- **Objective**
Find the line containing "Target: crane cable", then return it and every line after it through the end of the records, exactly. Leave out pictures.

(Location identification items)
_____

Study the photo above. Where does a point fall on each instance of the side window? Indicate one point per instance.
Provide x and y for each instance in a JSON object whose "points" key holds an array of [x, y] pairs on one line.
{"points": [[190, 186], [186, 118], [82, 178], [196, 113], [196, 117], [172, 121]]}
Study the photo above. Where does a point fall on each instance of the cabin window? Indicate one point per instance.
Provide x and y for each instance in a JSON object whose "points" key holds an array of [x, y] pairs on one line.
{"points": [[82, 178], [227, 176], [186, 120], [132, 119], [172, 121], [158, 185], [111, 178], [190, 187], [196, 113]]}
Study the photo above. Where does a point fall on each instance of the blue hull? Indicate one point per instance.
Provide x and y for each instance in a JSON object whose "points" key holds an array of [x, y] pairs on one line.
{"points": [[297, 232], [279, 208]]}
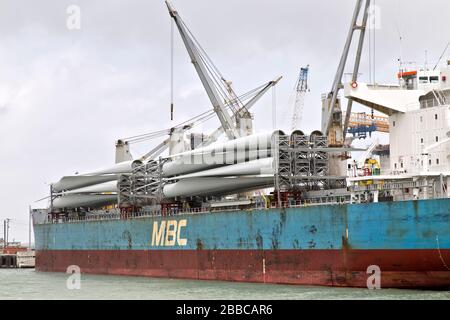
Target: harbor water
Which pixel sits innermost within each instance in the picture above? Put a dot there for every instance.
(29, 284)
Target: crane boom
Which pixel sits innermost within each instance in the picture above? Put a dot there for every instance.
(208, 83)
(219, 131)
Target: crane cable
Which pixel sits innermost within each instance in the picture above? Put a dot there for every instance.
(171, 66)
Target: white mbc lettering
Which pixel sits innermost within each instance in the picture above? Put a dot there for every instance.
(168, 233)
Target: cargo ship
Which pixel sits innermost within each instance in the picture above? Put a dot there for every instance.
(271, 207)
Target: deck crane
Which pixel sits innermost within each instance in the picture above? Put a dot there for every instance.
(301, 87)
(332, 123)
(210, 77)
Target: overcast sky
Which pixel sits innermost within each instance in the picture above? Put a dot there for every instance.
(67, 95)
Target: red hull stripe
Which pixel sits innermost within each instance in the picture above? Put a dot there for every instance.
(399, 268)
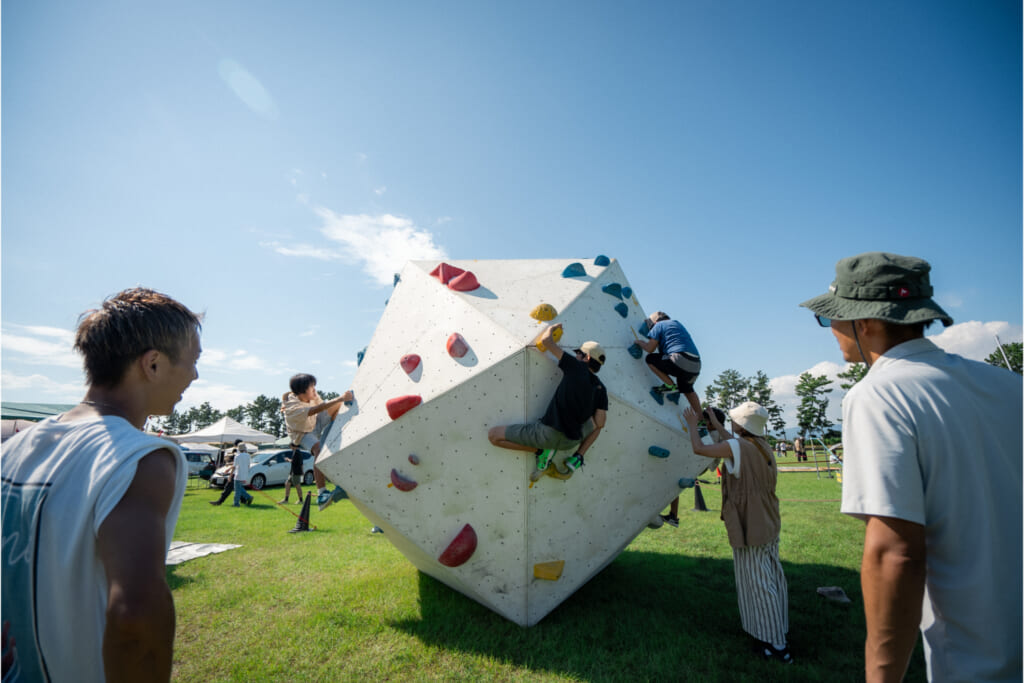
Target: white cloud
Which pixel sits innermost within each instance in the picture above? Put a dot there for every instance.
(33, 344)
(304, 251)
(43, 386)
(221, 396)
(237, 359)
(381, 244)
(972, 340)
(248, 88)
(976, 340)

_____

- **Task answer**
Target: crane cable
Which pixel sits innermost within each instance in the picture above? Put a dot there for every instance.
(171, 66)
Target: white mbc lettering
Which pixel sits innermost within each instance in the picture above? Put a dot there for every instance.
(168, 233)
Target: cargo ship
Which pixel sits innermost within each instance in the picture above? Put a dot there for every instance.
(271, 207)
Target: deck crane
Which pixel sits innermost within each instance in the picture above? Put a dot there for every instance.
(301, 87)
(332, 123)
(210, 77)
Target: overcast sky
Which pixel sits innermost within each instance in the picture above? Put a dot there for every instance.
(67, 95)
Target: red hull stripe
Which pixel sits innermost within each instance in the picture above? Put a dot there for every instance.
(399, 268)
Target: white cloud
Which pixel sits innermost within each instance in the picture above? Put a dot there for every instance.
(33, 344)
(304, 251)
(43, 386)
(221, 396)
(237, 359)
(381, 244)
(972, 340)
(248, 88)
(976, 340)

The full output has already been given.